* [TEXT SECTION]
Unleash the Swarm: The Future of Warfare

Swarm-2

Editor’s note: This is the third article in a six-part series, The Coming Swarm, on military robotics and automation as a part of the joint War on the Rocks-Center for a New American Security Beyond Offset Initiative. Read the first and second entries in this series.

 

Could swarms of low-cost expendable systems change how militaries fight? Last November, Under Secretary of Defense Frank Kendall asked the Defense Science Board to examine a radical idea: “the use of large numbers of simple, low­ cost (i.e. ‘disposable’) objects vs. small numbers of complex (multi-functional) objects.” This concept is starkly at odds with decades-long trends in defense acquisitions toward smaller numbers of ever-more expensive, exquisite assets. As costs have risen, the number of fighting platforms in the U.S. inventory has steadily declined, even in spite of budget growth. For example, from 2001 to 2008, the U.S. Navy and Air Force base (non-war) budgets grew by 22% and 27% percent, respectively, adjusted for inflation. Yet the number of ships in the U.S. military inventory decreased by 10% and the number of aircraft by 20%. The result is ever-diminishing numbers of assets, placing even more demands on the few platforms remaining, a vicious spiral that rises costs even further and pushes numbers even lower. Over thirty years ago, Norm Augustine warned that:

In the year 2054, the entire defense budget will purchase just one tactical aircraft. This aircraft will have to be shared by the Air Force and Navy 3½ days each per week except for leap year, when it will be made available to the Marines for the extra day.

But we need not wait until 2054 when the U.S. military only has one combat aircraft for “Augustine’s Law” to be a problem. It is here today.

Kendall is joined by a growing number of voices calling for a paradigm shift: from the few and exquisite to the numerous and cheap. T.X. Hammes wrote for WOTR in July of last year that the future of warfare was the “small, many, and smart” over the few and exquisite. And none other than the current Deputy Secretary of Defense Bob Work wrote back in January of 2014:

Moreover, miniaturization of robotic systems would enable the rapid deployment of massive numbers of platforms – saturating an adversary’s defenses and enabling the use of swarming concepts of operation that have powerful potential to upend more linear approaches to war-fighting.

* [RECORD EXCERPTS]
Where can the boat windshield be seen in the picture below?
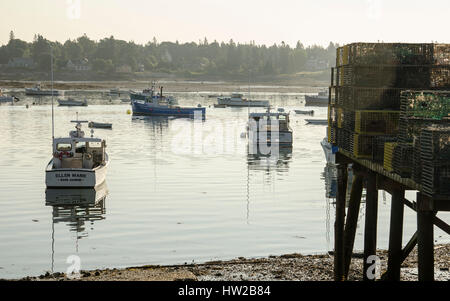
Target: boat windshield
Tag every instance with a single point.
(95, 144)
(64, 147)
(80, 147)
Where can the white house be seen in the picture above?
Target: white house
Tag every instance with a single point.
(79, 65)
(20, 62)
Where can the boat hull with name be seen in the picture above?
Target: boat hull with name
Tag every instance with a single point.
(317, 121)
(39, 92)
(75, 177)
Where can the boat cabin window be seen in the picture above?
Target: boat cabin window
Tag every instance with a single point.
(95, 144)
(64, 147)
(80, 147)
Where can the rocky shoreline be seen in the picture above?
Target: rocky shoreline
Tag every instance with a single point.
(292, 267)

* * *

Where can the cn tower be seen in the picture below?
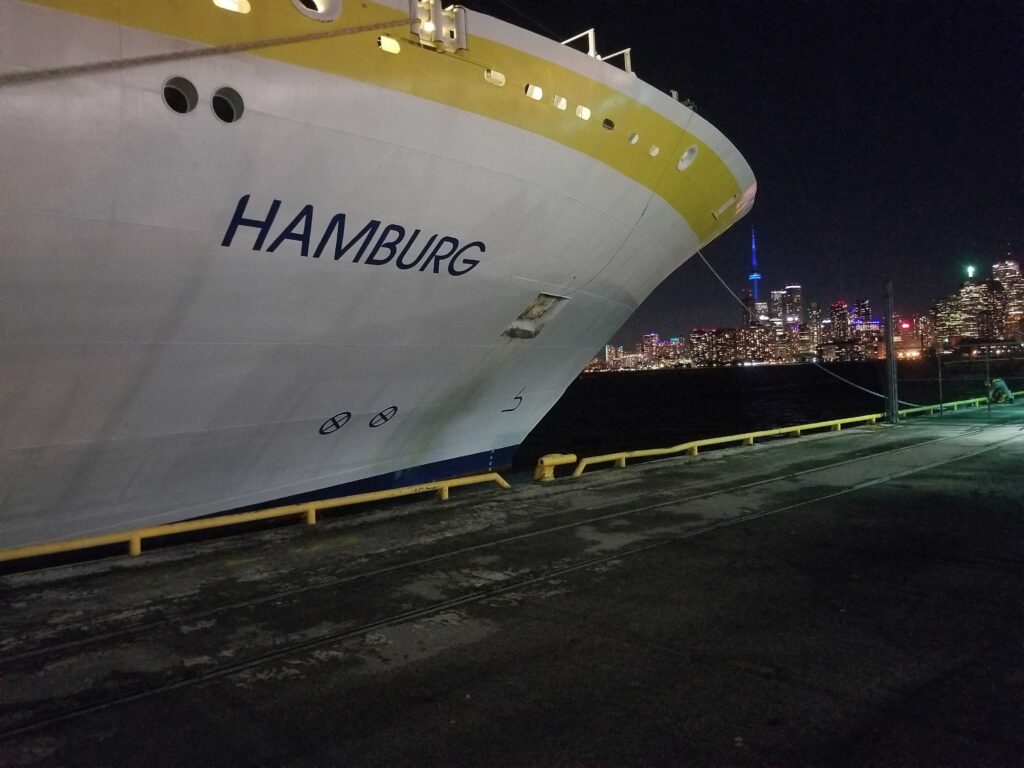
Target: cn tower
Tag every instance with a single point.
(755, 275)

* [REQUIRED TASK 1] According to the article on military swarms, by what percentage did the number of aircraft in the U.S. military inventory drop between 2001 and 2008?
* [REQUIRED TASK 2] Proceed with the article on military swarms from the point after its final sentence.
You can leave the rows aside; they are not needed.

* [TASK OUTPUT 1] 20%

* [TASK OUTPUT 2]
Overwhelming an adversary through mass has major advantages, but a deluge is not a swarm. The power of swarming goes beyond overwhelming an adversary through sheer numbers. In nature, swarming behavior allows even relatively unintelligent animals like ants and bees to exhibit complex collective behavior, or “swarm intelligence.” Similarly, autonomous cooperative behavior among distributed robotic systems will enable not only greater mass on the battlefield, but also greater coordination, intelligence, and speed.

What is a swarm?

A swarm consists of disparate elements that coordinate and adapt their movements in order to give rise to an emergent, coherent whole. A wolf pack is something quite different from a group of wolves. Ant colonies can build structures and wage wars, but a large number of uncoordinated ants can accomplish neither. Harnessing the full potential of the robotics revolution will require building robotic systems that are able to coordinate their behaviors, both with each other and with human controllers, in order to give rise to coordinated fire and maneuver on the battlefield.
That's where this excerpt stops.